### Trecho para leitura
****
Multi pertransibunt et augebitur scientia (Muitos passarão, e o conhecimento aumentará).

segunda-feira, 16 de maio de 2016

CERTEZAS


por Mario Sales FRC, SI, MM
 Admiro a serenidade e segurança de quem tem “certezas”, esta circunstância psicossocial e perceptiva que tanta tranquilidade dá a quem a tem.
Não gozo deste benefício.
O ceticismo metodológico e a vida me deixaram profundas cicatrizes que insistem em coçar, todo o tempo, em locais difíceis de alcançar.
Não tenho mais nem a compulsão, nem o anseio da contra argumentação, mais por enfado e preguiça que por falta de alegações possíveis.
Percebo que estou mais atento, mesmo quando leio apenas, ao tom de voz do outro, a sua estratégia discursiva, sua elegância em colocar seus pontos de vista, coisas que podem, se presentes me motivar.
Discursos, pela sua beleza, não me fascinam hoje com a mesma facilidade da adolescência, o que é um bom sinal, aliás. Indicador de que envelheci e que, como diz o ditado, “enxergo de perto cada vez menos as coisas, mas vejo os canalhas a grandes distâncias”.
São as vantagens da maturidade.
A ágora social, que já foi para mim como café, hoje é um lugar sem muito sex appeal, dependendo de quem a ocupe e como a ocupe.
Minha solidão aumentou já que o silêncio também cresceu.
E para falar a verdade, atualmente não suporto nem mesmo as minhas próprias exposições que considero banais e repetitivas. Escrever, neste particular, é terapêutico, porque permite confirmar ou desfazer esta sensação, que pode muito bem ser uma "manifestação da depressão, algo que você pressente” como dizia Lobão.
É, com certeza ando muito deprimido, desiludido com as poucas, lentas e insatisfatórias mudanças que eu e a humanidade atravessamos, ao longo destas décadas que tenho testemunhado nesta encarnação de “Mario”.
Não me sinto satisfeito comigo, hoje, já que são muitos os defeitos a computar em minha trajetória errática nesta vida. Minha inconstância tem sido vergonhosa, ou inevitável, já que consideradas as muitas circunstâncias em que estamos imersos, é difícil dizer que tenhamos o controle de alguma coisa.
É como o paradoxo Einsteiniano da previsibilidade universal. Ele acreditava piamente, como um dia acreditei, em que “Deus não jogava dados”, referindo-se ao fato que era insano supor que ao fazer as mesmas coisas várias vezes encontraríamos resultados diferentes.
****
### Instrução dada A
Copie da crônica sobre certezas o trecho que começa nas palavras "Minha solidão aumentou" e vai até depois de "como dizia Lobão.".
### Instrução dada B
Dê continuidade à crônica sobre certezas a partir da última frase apresentada.

### Extrato de dados
****
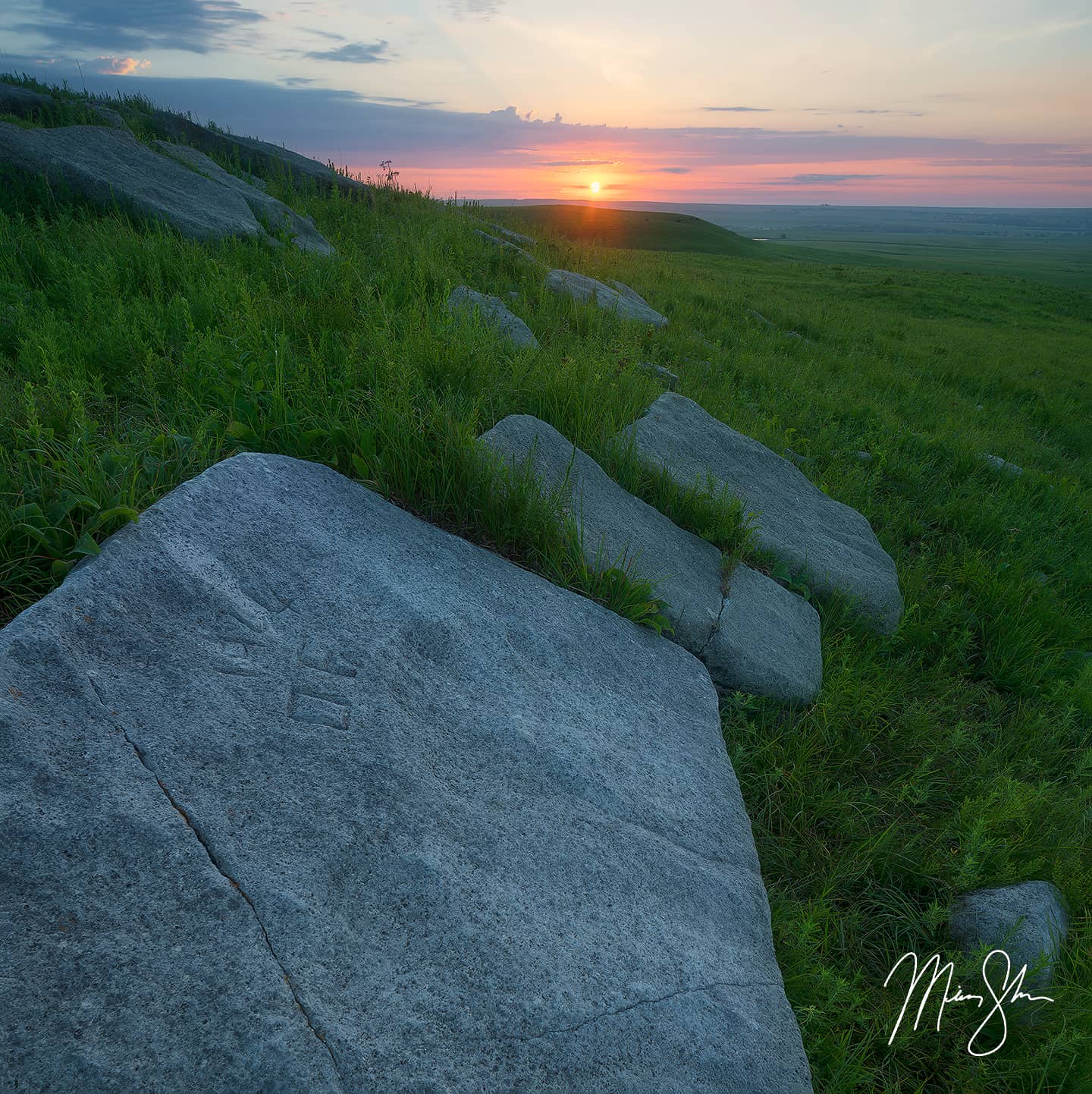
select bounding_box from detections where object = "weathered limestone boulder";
[547,270,668,327]
[140,111,371,197]
[981,452,1025,475]
[447,285,539,349]
[481,415,823,703]
[607,278,651,310]
[473,228,538,262]
[0,123,268,240]
[481,415,721,651]
[948,882,1069,988]
[0,454,811,1094]
[637,361,679,391]
[745,307,815,346]
[0,83,57,118]
[486,223,535,247]
[155,140,336,255]
[633,391,903,634]
[701,564,823,705]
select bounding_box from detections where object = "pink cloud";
[95,57,152,75]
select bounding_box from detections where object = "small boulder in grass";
[948,881,1069,1002]
[473,228,538,262]
[486,223,535,247]
[547,270,668,327]
[637,361,679,391]
[481,415,823,705]
[980,452,1025,475]
[447,285,539,349]
[0,83,57,118]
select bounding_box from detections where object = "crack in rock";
[483,980,782,1040]
[87,673,345,1094]
[695,593,728,658]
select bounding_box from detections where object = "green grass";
[0,83,1092,1094]
[768,232,1092,289]
[482,205,777,260]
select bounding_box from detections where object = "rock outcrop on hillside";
[0,123,265,240]
[155,140,336,255]
[0,123,334,254]
[485,223,535,247]
[0,455,811,1094]
[0,82,56,118]
[481,415,823,703]
[633,391,903,634]
[447,285,539,349]
[637,361,679,391]
[547,270,668,327]
[473,228,538,265]
[148,111,371,197]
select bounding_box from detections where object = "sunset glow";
[0,0,1092,207]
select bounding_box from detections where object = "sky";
[0,0,1092,207]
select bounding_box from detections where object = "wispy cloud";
[304,40,394,64]
[448,0,504,19]
[95,57,152,75]
[533,160,617,168]
[802,106,924,118]
[770,173,889,186]
[12,0,265,54]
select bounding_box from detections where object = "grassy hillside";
[482,205,776,258]
[6,79,1092,1094]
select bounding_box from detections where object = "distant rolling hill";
[488,205,780,259]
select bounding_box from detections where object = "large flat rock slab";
[547,270,668,327]
[155,140,334,255]
[0,455,811,1094]
[481,415,823,703]
[447,285,539,349]
[0,121,268,240]
[633,391,903,634]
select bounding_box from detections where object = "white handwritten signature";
[883,950,1054,1056]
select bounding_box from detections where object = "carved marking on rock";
[287,684,352,730]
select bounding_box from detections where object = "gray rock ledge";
[547,270,668,327]
[481,415,823,703]
[447,285,539,349]
[633,391,903,634]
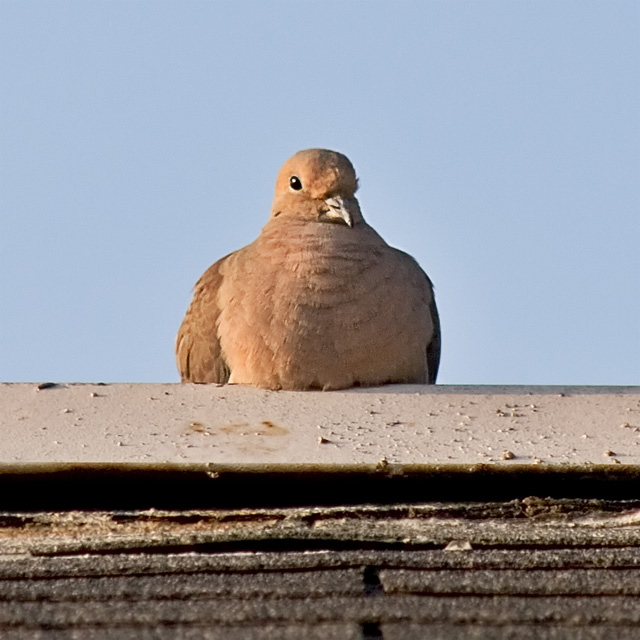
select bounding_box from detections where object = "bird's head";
[271,149,362,227]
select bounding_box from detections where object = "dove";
[176,149,440,390]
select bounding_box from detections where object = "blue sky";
[0,0,640,385]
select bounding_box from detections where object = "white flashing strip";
[0,383,640,473]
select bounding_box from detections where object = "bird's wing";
[425,274,442,384]
[176,254,233,383]
[394,249,441,384]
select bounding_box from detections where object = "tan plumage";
[176,149,440,389]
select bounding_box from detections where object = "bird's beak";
[320,196,353,227]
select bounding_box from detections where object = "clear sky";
[0,0,640,385]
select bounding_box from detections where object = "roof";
[0,385,640,640]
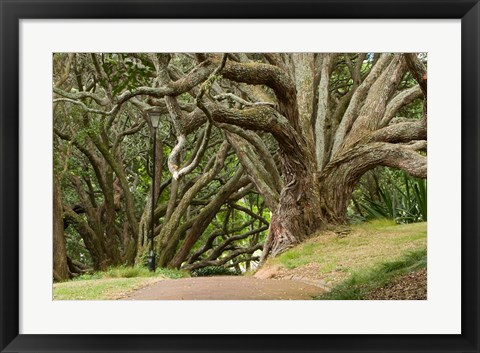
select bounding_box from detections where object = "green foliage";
[73,266,190,281]
[53,277,156,300]
[354,171,427,223]
[316,248,427,300]
[192,266,240,277]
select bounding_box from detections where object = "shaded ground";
[365,270,427,300]
[123,276,324,300]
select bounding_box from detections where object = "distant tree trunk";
[53,177,69,281]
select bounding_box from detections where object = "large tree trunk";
[262,156,324,260]
[53,178,69,281]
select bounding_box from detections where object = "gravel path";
[124,276,325,300]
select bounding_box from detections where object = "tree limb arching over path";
[53,53,427,277]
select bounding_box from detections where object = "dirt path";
[124,276,324,300]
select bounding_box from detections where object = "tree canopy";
[53,53,427,279]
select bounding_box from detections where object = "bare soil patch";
[365,270,427,300]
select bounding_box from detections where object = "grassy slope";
[317,249,427,300]
[266,220,427,286]
[53,267,188,300]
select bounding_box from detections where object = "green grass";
[53,266,190,300]
[267,219,427,285]
[53,277,161,300]
[316,249,427,300]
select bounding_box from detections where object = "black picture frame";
[0,0,480,352]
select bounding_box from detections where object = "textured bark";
[158,142,229,267]
[54,53,427,268]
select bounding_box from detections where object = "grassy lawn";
[317,249,427,300]
[266,220,427,286]
[53,267,189,300]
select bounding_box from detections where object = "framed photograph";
[0,0,480,352]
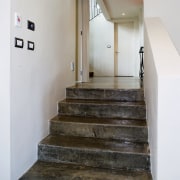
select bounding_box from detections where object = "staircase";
[20,78,152,180]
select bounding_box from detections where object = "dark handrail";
[89,0,102,21]
[139,46,144,80]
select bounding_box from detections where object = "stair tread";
[66,84,144,91]
[20,161,152,180]
[60,99,145,106]
[51,115,147,127]
[39,135,149,155]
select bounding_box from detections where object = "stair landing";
[20,161,151,180]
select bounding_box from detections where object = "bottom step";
[19,161,152,180]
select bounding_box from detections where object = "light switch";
[14,13,22,27]
[27,41,34,51]
[15,37,24,48]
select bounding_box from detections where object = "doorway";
[114,21,135,76]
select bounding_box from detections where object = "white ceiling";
[98,0,143,20]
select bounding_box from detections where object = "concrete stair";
[50,115,148,142]
[21,83,152,180]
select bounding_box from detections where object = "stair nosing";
[49,115,147,128]
[39,135,150,156]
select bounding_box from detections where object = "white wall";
[145,18,180,180]
[11,0,75,180]
[0,0,11,180]
[144,0,180,53]
[89,14,114,76]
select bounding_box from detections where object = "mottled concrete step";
[50,116,148,142]
[38,135,150,170]
[19,161,152,180]
[66,86,144,101]
[59,99,146,119]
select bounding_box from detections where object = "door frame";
[76,0,89,82]
[114,18,138,76]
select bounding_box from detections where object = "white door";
[115,22,135,76]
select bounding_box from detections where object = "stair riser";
[38,145,150,170]
[50,121,147,142]
[66,88,144,101]
[59,102,146,120]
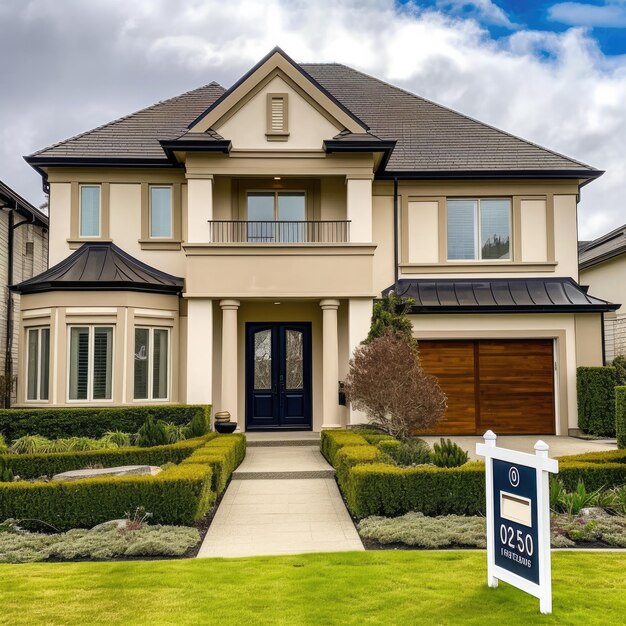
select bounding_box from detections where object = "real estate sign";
[476,431,558,613]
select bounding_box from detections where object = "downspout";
[4,201,35,409]
[393,176,399,293]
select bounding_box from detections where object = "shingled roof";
[26,56,602,178]
[13,242,184,295]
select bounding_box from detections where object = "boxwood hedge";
[0,435,245,530]
[0,433,217,479]
[0,404,211,441]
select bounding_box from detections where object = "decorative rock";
[52,465,161,480]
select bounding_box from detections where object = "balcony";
[209,220,350,244]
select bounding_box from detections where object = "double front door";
[246,322,311,430]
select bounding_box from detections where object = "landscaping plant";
[432,437,469,467]
[346,330,447,439]
[137,415,169,448]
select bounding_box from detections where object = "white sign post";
[476,430,559,613]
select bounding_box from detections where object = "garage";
[419,339,555,435]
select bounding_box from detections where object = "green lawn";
[0,551,626,626]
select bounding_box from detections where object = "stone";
[52,465,162,481]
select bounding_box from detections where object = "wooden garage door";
[419,339,554,435]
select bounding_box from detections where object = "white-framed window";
[447,198,512,261]
[150,185,173,239]
[68,325,113,401]
[133,326,170,400]
[26,326,50,400]
[78,185,102,237]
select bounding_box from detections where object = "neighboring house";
[578,225,626,363]
[0,181,48,407]
[14,49,614,434]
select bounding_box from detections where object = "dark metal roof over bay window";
[383,278,620,313]
[13,242,184,295]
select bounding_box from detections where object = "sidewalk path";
[198,442,363,557]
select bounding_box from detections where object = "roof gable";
[189,48,368,133]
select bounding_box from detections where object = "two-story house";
[14,49,612,434]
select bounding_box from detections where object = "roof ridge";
[302,63,600,171]
[29,80,225,156]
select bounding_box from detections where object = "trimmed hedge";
[0,433,217,479]
[343,462,485,518]
[320,430,370,467]
[0,404,211,441]
[576,366,616,437]
[615,387,626,448]
[0,435,245,530]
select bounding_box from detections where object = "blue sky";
[400,0,626,56]
[0,0,626,239]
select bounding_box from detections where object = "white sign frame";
[476,430,559,613]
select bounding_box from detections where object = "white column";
[220,300,239,422]
[187,174,213,243]
[346,178,372,243]
[320,300,341,428]
[187,298,213,404]
[348,298,374,424]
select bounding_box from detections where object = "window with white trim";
[133,326,170,400]
[68,326,113,401]
[78,185,101,237]
[447,198,511,261]
[150,185,173,239]
[26,326,50,400]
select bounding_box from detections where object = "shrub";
[377,439,432,467]
[320,430,369,466]
[343,463,485,518]
[0,404,211,441]
[576,366,615,437]
[611,354,626,387]
[432,437,469,467]
[346,331,447,439]
[137,415,170,448]
[0,433,216,479]
[100,430,132,448]
[615,387,626,448]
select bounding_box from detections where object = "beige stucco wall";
[215,76,342,150]
[411,314,580,435]
[16,291,180,406]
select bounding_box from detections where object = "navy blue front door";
[246,322,311,430]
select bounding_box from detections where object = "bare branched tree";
[346,331,447,439]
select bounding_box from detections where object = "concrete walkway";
[422,435,617,460]
[198,437,363,557]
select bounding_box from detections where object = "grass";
[0,551,626,626]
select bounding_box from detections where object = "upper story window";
[247,191,306,243]
[447,198,511,261]
[26,326,50,400]
[68,326,113,401]
[265,93,289,141]
[150,186,173,239]
[78,185,100,237]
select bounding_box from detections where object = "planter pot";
[215,422,237,434]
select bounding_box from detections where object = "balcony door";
[246,322,312,430]
[247,191,306,243]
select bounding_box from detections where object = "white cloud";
[0,0,626,239]
[437,0,516,29]
[548,0,626,28]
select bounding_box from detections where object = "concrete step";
[232,469,335,480]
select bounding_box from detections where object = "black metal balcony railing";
[209,220,350,243]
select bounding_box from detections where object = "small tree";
[363,291,414,343]
[346,329,447,439]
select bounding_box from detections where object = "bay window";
[68,326,113,401]
[133,327,169,400]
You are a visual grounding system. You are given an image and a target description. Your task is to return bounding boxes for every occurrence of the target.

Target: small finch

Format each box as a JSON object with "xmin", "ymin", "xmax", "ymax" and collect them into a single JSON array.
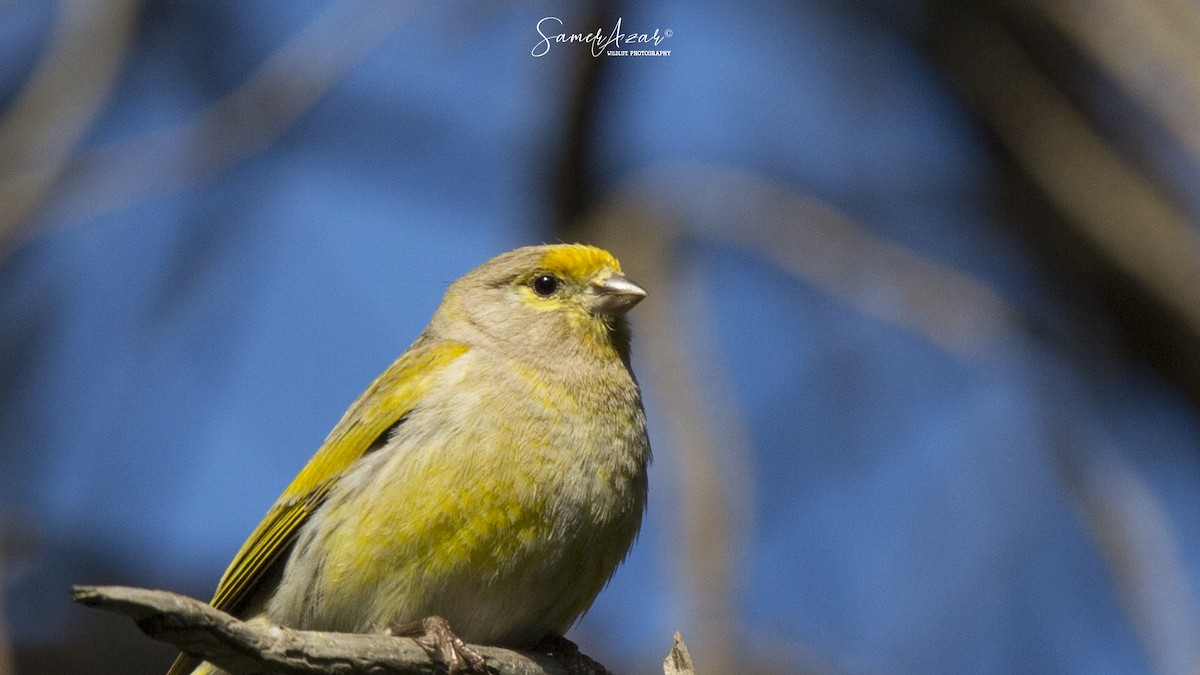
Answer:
[{"xmin": 170, "ymin": 244, "xmax": 650, "ymax": 675}]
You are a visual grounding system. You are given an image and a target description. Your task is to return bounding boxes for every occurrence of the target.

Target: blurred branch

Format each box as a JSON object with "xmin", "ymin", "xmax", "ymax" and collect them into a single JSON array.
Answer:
[
  {"xmin": 0, "ymin": 0, "xmax": 419, "ymax": 257},
  {"xmin": 571, "ymin": 166, "xmax": 1021, "ymax": 673},
  {"xmin": 662, "ymin": 632, "xmax": 696, "ymax": 675},
  {"xmin": 944, "ymin": 14, "xmax": 1200, "ymax": 367},
  {"xmin": 940, "ymin": 7, "xmax": 1200, "ymax": 673},
  {"xmin": 72, "ymin": 586, "xmax": 604, "ymax": 675},
  {"xmin": 592, "ymin": 165, "xmax": 1025, "ymax": 359},
  {"xmin": 1021, "ymin": 0, "xmax": 1200, "ymax": 167},
  {"xmin": 0, "ymin": 0, "xmax": 138, "ymax": 259},
  {"xmin": 1057, "ymin": 429, "xmax": 1200, "ymax": 674},
  {"xmin": 572, "ymin": 199, "xmax": 752, "ymax": 673}
]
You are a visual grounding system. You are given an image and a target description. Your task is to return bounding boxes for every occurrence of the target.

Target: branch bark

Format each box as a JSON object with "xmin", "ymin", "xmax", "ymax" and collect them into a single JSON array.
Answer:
[{"xmin": 72, "ymin": 586, "xmax": 607, "ymax": 675}]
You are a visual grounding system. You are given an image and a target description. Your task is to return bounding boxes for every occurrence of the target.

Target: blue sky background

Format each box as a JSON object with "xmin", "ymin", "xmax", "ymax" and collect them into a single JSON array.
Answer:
[{"xmin": 0, "ymin": 0, "xmax": 1200, "ymax": 674}]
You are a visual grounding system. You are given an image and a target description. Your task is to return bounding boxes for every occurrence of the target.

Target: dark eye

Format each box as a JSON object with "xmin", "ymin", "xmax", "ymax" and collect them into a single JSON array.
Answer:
[{"xmin": 533, "ymin": 274, "xmax": 558, "ymax": 298}]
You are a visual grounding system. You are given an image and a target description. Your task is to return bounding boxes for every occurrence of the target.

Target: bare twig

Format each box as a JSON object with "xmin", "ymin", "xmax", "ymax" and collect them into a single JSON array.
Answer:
[
  {"xmin": 662, "ymin": 632, "xmax": 696, "ymax": 675},
  {"xmin": 72, "ymin": 586, "xmax": 595, "ymax": 675},
  {"xmin": 0, "ymin": 0, "xmax": 137, "ymax": 256}
]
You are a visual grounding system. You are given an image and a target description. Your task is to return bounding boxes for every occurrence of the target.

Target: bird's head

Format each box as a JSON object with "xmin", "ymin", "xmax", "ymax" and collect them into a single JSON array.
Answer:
[{"xmin": 436, "ymin": 244, "xmax": 646, "ymax": 362}]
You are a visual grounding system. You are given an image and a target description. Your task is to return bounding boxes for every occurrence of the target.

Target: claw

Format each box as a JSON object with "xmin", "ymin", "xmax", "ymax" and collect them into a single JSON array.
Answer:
[{"xmin": 386, "ymin": 616, "xmax": 487, "ymax": 675}]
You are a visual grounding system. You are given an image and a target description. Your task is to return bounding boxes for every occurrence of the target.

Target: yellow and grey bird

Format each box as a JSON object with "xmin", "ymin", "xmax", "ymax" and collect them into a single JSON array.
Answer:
[{"xmin": 170, "ymin": 244, "xmax": 650, "ymax": 675}]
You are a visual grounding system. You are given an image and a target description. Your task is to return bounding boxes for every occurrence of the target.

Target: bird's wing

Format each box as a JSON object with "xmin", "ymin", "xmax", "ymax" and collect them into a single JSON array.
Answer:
[
  {"xmin": 167, "ymin": 339, "xmax": 467, "ymax": 675},
  {"xmin": 211, "ymin": 340, "xmax": 467, "ymax": 614}
]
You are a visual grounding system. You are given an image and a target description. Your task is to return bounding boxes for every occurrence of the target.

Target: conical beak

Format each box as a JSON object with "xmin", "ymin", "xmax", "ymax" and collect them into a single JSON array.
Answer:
[{"xmin": 592, "ymin": 274, "xmax": 646, "ymax": 316}]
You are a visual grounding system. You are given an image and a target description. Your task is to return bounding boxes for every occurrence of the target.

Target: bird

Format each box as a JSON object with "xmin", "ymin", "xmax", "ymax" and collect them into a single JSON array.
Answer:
[{"xmin": 169, "ymin": 244, "xmax": 652, "ymax": 675}]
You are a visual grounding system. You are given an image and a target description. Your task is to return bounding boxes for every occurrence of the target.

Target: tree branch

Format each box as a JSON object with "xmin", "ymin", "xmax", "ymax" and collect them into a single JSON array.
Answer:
[{"xmin": 72, "ymin": 586, "xmax": 607, "ymax": 675}]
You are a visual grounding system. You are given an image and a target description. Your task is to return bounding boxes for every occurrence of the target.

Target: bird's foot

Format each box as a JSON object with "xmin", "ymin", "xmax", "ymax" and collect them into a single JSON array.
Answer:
[
  {"xmin": 386, "ymin": 616, "xmax": 487, "ymax": 675},
  {"xmin": 533, "ymin": 633, "xmax": 608, "ymax": 675}
]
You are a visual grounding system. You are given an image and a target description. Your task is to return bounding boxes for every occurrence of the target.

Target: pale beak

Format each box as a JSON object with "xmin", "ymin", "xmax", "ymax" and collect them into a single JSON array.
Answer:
[{"xmin": 592, "ymin": 274, "xmax": 646, "ymax": 316}]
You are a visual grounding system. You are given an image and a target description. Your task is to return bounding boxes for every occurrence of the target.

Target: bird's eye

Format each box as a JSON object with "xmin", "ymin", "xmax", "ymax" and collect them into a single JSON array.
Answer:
[{"xmin": 533, "ymin": 274, "xmax": 558, "ymax": 298}]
****
### Resposta A
Minha solidão aumentou já que o silêncio também cresceu.
E para falar a verdade, atualmente não suporto nem mesmo as minhas próprias exposições que considero banais e repetitivas. Escrever, neste particular, é terapêutico, porque permite confirmar ou desfazer esta sensação, que pode muito bem ser uma "manifestação da depressão, algo que você pressente” como dizia Lobão.

### Resposta B
Franz Wilczek

Só que a insanidade de Einstein, como lembra em um interessantíssimo artigo, Franz Wilczek[1], está no exemplo que ele mesmo usou. Pois afinal, jogar dados é exatamente algo que é sempre a mesma coisa e que, repetida, invariavelmente oferece resultados diferentes.
Deus, como diria Hawking mais tarde, trabalhando em problemas quânticos, não só “joga dados como também esconde os resultados”.
E o que poderia conciliar este paradoxo? A compreensão de que, na verdade, não se joga dados duas vezes seguidas, da mesma maneira, e que, se a grosso modo, parece que estamos fazendo a mesma coisa, a presença de seis faces em cada dado, cada lado com um de seis números diferentes, e considerando a coexistência de dois dados sendo atirados simultaneamente a cada vez, o número possível de combinações será um número infinitamente grande e as combinações praticamente sempre originais. São os detalhes que tornam imprevisível a antecipação de qual combinação será conseguida, ao se jogar dois dados em uma mesa, em condições de total aleatoriedade.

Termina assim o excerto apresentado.